→ REQUIREMENTS:
Reproduce every line from the one containing "Short-answer question: Specify the bounding box of the brick" down to the final line below, with no changes. Leave the pictures out.

→ INPUT FOR THIS TASK:
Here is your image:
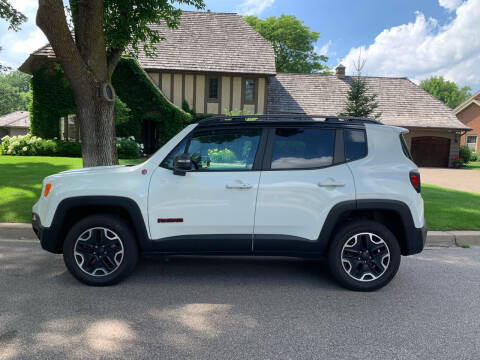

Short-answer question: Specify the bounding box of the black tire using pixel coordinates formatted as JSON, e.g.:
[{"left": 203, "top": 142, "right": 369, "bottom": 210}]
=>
[
  {"left": 328, "top": 220, "right": 401, "bottom": 291},
  {"left": 63, "top": 214, "right": 138, "bottom": 286}
]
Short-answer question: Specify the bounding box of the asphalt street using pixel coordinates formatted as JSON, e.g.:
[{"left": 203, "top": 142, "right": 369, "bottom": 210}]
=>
[{"left": 0, "top": 239, "right": 480, "bottom": 360}]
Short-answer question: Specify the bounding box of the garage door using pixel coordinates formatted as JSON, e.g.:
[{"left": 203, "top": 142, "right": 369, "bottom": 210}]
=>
[{"left": 411, "top": 136, "right": 450, "bottom": 167}]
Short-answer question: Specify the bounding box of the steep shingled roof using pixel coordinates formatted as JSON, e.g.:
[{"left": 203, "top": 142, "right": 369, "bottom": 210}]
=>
[
  {"left": 21, "top": 11, "right": 276, "bottom": 75},
  {"left": 267, "top": 74, "right": 469, "bottom": 130},
  {"left": 0, "top": 111, "right": 30, "bottom": 128}
]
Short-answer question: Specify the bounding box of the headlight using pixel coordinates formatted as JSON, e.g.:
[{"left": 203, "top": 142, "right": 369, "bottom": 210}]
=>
[{"left": 43, "top": 183, "right": 52, "bottom": 197}]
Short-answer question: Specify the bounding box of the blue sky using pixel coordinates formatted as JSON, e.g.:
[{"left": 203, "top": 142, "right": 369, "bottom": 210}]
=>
[{"left": 0, "top": 0, "right": 480, "bottom": 90}]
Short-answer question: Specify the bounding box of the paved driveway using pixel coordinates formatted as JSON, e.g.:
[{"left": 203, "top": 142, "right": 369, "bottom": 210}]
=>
[
  {"left": 0, "top": 239, "right": 480, "bottom": 360},
  {"left": 420, "top": 168, "right": 480, "bottom": 193}
]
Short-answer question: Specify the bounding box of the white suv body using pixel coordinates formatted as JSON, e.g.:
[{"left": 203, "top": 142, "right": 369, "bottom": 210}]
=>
[{"left": 33, "top": 116, "right": 426, "bottom": 290}]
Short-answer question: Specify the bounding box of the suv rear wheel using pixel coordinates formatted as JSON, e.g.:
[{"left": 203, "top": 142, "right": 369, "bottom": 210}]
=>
[
  {"left": 328, "top": 220, "right": 400, "bottom": 291},
  {"left": 63, "top": 215, "right": 138, "bottom": 286}
]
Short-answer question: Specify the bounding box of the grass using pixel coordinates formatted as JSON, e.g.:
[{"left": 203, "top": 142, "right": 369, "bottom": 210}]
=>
[
  {"left": 422, "top": 184, "right": 480, "bottom": 230},
  {"left": 0, "top": 156, "right": 141, "bottom": 222},
  {"left": 465, "top": 161, "right": 480, "bottom": 170},
  {"left": 0, "top": 156, "right": 480, "bottom": 230}
]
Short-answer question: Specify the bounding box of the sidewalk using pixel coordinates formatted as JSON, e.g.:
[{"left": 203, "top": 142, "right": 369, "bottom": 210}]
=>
[{"left": 0, "top": 223, "right": 480, "bottom": 247}]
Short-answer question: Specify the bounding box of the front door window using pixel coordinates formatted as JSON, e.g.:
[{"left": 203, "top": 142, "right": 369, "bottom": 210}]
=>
[{"left": 187, "top": 129, "right": 262, "bottom": 171}]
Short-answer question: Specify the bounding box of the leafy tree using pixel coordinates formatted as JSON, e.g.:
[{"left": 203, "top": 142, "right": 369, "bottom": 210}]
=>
[
  {"left": 420, "top": 76, "right": 472, "bottom": 109},
  {"left": 340, "top": 56, "right": 382, "bottom": 119},
  {"left": 0, "top": 82, "right": 31, "bottom": 116},
  {"left": 244, "top": 14, "right": 329, "bottom": 73},
  {"left": 0, "top": 71, "right": 32, "bottom": 115},
  {"left": 36, "top": 0, "right": 204, "bottom": 166},
  {"left": 0, "top": 0, "right": 27, "bottom": 31}
]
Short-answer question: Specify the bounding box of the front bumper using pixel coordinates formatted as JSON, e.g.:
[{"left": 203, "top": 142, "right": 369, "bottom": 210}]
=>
[{"left": 32, "top": 213, "right": 62, "bottom": 254}]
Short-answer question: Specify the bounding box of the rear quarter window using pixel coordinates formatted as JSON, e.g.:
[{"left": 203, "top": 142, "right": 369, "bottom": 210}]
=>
[
  {"left": 399, "top": 134, "right": 412, "bottom": 160},
  {"left": 343, "top": 129, "right": 367, "bottom": 161}
]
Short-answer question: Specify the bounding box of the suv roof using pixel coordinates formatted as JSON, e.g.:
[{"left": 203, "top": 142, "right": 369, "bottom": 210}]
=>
[{"left": 198, "top": 114, "right": 383, "bottom": 127}]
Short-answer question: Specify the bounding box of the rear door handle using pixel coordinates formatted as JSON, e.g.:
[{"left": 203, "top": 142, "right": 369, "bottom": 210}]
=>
[
  {"left": 317, "top": 182, "right": 345, "bottom": 187},
  {"left": 225, "top": 183, "right": 252, "bottom": 190}
]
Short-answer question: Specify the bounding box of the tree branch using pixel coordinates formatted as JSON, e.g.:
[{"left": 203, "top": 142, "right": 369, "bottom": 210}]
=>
[
  {"left": 36, "top": 0, "right": 94, "bottom": 92},
  {"left": 70, "top": 0, "right": 108, "bottom": 81}
]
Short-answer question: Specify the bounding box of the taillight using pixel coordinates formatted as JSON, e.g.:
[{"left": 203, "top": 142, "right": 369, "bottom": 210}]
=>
[
  {"left": 43, "top": 183, "right": 52, "bottom": 197},
  {"left": 410, "top": 171, "right": 421, "bottom": 193}
]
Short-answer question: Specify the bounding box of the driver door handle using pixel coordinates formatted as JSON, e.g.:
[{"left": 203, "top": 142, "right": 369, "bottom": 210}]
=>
[
  {"left": 225, "top": 183, "right": 252, "bottom": 190},
  {"left": 317, "top": 181, "right": 345, "bottom": 188}
]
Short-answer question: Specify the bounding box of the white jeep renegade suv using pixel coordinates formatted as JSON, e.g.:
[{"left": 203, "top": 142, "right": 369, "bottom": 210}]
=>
[{"left": 33, "top": 115, "right": 426, "bottom": 291}]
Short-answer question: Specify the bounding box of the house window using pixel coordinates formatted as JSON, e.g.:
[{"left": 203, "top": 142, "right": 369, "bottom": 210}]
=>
[
  {"left": 466, "top": 135, "right": 477, "bottom": 152},
  {"left": 208, "top": 78, "right": 218, "bottom": 100},
  {"left": 60, "top": 114, "right": 80, "bottom": 141},
  {"left": 244, "top": 79, "right": 255, "bottom": 104}
]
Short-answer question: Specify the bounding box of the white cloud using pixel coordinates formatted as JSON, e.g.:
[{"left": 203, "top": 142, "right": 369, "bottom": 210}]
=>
[
  {"left": 315, "top": 40, "right": 332, "bottom": 55},
  {"left": 438, "top": 0, "right": 463, "bottom": 11},
  {"left": 236, "top": 0, "right": 275, "bottom": 15},
  {"left": 0, "top": 0, "right": 48, "bottom": 68},
  {"left": 344, "top": 0, "right": 480, "bottom": 88}
]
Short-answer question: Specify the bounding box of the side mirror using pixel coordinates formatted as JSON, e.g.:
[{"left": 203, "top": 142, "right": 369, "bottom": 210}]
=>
[{"left": 173, "top": 153, "right": 192, "bottom": 176}]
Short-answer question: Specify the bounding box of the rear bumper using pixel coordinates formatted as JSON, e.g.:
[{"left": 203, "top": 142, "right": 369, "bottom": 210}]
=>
[
  {"left": 402, "top": 224, "right": 427, "bottom": 255},
  {"left": 32, "top": 213, "right": 62, "bottom": 254}
]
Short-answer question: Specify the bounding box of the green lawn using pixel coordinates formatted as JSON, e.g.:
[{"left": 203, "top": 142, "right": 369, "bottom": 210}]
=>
[
  {"left": 422, "top": 184, "right": 480, "bottom": 230},
  {"left": 465, "top": 161, "right": 480, "bottom": 170},
  {"left": 0, "top": 156, "right": 480, "bottom": 230},
  {"left": 0, "top": 156, "right": 141, "bottom": 222}
]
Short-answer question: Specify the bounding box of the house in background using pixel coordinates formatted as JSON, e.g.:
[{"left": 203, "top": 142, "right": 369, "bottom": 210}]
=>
[
  {"left": 453, "top": 91, "right": 480, "bottom": 153},
  {"left": 267, "top": 65, "right": 469, "bottom": 167},
  {"left": 0, "top": 111, "right": 30, "bottom": 139},
  {"left": 16, "top": 11, "right": 469, "bottom": 167},
  {"left": 20, "top": 11, "right": 276, "bottom": 115}
]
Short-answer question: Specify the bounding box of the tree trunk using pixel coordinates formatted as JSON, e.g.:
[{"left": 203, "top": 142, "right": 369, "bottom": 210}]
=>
[
  {"left": 36, "top": 0, "right": 121, "bottom": 167},
  {"left": 75, "top": 88, "right": 118, "bottom": 167}
]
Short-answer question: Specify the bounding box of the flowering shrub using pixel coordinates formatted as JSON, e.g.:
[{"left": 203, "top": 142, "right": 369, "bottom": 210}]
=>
[
  {"left": 208, "top": 149, "right": 237, "bottom": 163},
  {"left": 0, "top": 134, "right": 142, "bottom": 159}
]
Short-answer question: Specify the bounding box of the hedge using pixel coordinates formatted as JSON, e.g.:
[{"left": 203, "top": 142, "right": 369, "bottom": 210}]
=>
[
  {"left": 112, "top": 58, "right": 194, "bottom": 145},
  {"left": 0, "top": 134, "right": 142, "bottom": 159}
]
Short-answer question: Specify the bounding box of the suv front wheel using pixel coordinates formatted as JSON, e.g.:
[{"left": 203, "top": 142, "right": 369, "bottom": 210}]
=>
[
  {"left": 63, "top": 215, "right": 138, "bottom": 286},
  {"left": 328, "top": 220, "right": 400, "bottom": 291}
]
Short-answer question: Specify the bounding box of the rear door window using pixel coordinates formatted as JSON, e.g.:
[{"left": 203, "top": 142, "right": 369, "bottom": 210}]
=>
[
  {"left": 271, "top": 127, "right": 335, "bottom": 170},
  {"left": 187, "top": 129, "right": 262, "bottom": 171}
]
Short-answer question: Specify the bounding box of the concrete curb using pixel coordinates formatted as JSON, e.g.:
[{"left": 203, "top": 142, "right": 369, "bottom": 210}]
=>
[
  {"left": 0, "top": 223, "right": 37, "bottom": 240},
  {"left": 0, "top": 223, "right": 480, "bottom": 247}
]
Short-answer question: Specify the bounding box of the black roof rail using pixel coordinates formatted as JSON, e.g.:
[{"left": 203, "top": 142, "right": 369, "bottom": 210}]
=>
[{"left": 198, "top": 114, "right": 383, "bottom": 125}]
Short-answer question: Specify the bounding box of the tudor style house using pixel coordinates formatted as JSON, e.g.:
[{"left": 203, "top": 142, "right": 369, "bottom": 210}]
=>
[
  {"left": 20, "top": 11, "right": 470, "bottom": 167},
  {"left": 453, "top": 91, "right": 480, "bottom": 153}
]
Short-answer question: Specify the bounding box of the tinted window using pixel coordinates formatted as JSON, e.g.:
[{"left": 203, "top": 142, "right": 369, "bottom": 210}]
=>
[
  {"left": 343, "top": 130, "right": 367, "bottom": 161},
  {"left": 162, "top": 138, "right": 187, "bottom": 170},
  {"left": 187, "top": 129, "right": 262, "bottom": 170},
  {"left": 272, "top": 128, "right": 335, "bottom": 169},
  {"left": 400, "top": 134, "right": 412, "bottom": 160}
]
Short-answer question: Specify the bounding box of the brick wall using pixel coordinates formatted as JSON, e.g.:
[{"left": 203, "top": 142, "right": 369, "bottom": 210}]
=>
[{"left": 457, "top": 102, "right": 480, "bottom": 152}]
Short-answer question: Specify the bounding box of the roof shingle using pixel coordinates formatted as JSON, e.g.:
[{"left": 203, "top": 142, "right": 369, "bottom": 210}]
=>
[
  {"left": 24, "top": 11, "right": 276, "bottom": 75},
  {"left": 267, "top": 73, "right": 469, "bottom": 130},
  {"left": 0, "top": 111, "right": 30, "bottom": 128}
]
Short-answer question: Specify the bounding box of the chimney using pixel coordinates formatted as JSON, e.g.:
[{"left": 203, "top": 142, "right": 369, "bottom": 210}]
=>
[{"left": 335, "top": 64, "right": 345, "bottom": 80}]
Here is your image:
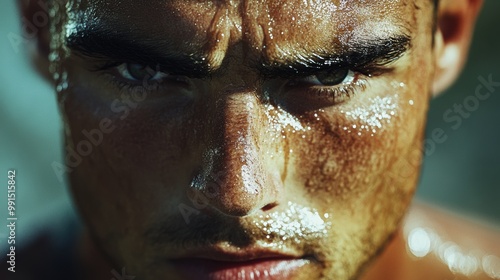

→ OUTPUT:
Short-answer question: Specify the bounding box of the brick wall using pixel coordinates formatted as JSON, e.g.:
[{"left": 203, "top": 142, "right": 369, "bottom": 210}]
=>
[{"left": 457, "top": 102, "right": 480, "bottom": 152}]
Short-answer question: Specify the bounding box of the roof shingle using pixel coordinates formatted as JSON, e.g.:
[{"left": 203, "top": 142, "right": 369, "bottom": 210}]
=>
[
  {"left": 24, "top": 11, "right": 276, "bottom": 75},
  {"left": 267, "top": 73, "right": 469, "bottom": 130},
  {"left": 0, "top": 111, "right": 30, "bottom": 128}
]
Short-answer question: Specify the bounding box of the chimney using pixel coordinates formatted as JSON, e.g.:
[{"left": 203, "top": 142, "right": 369, "bottom": 210}]
=>
[{"left": 335, "top": 64, "right": 345, "bottom": 80}]
Here is your image:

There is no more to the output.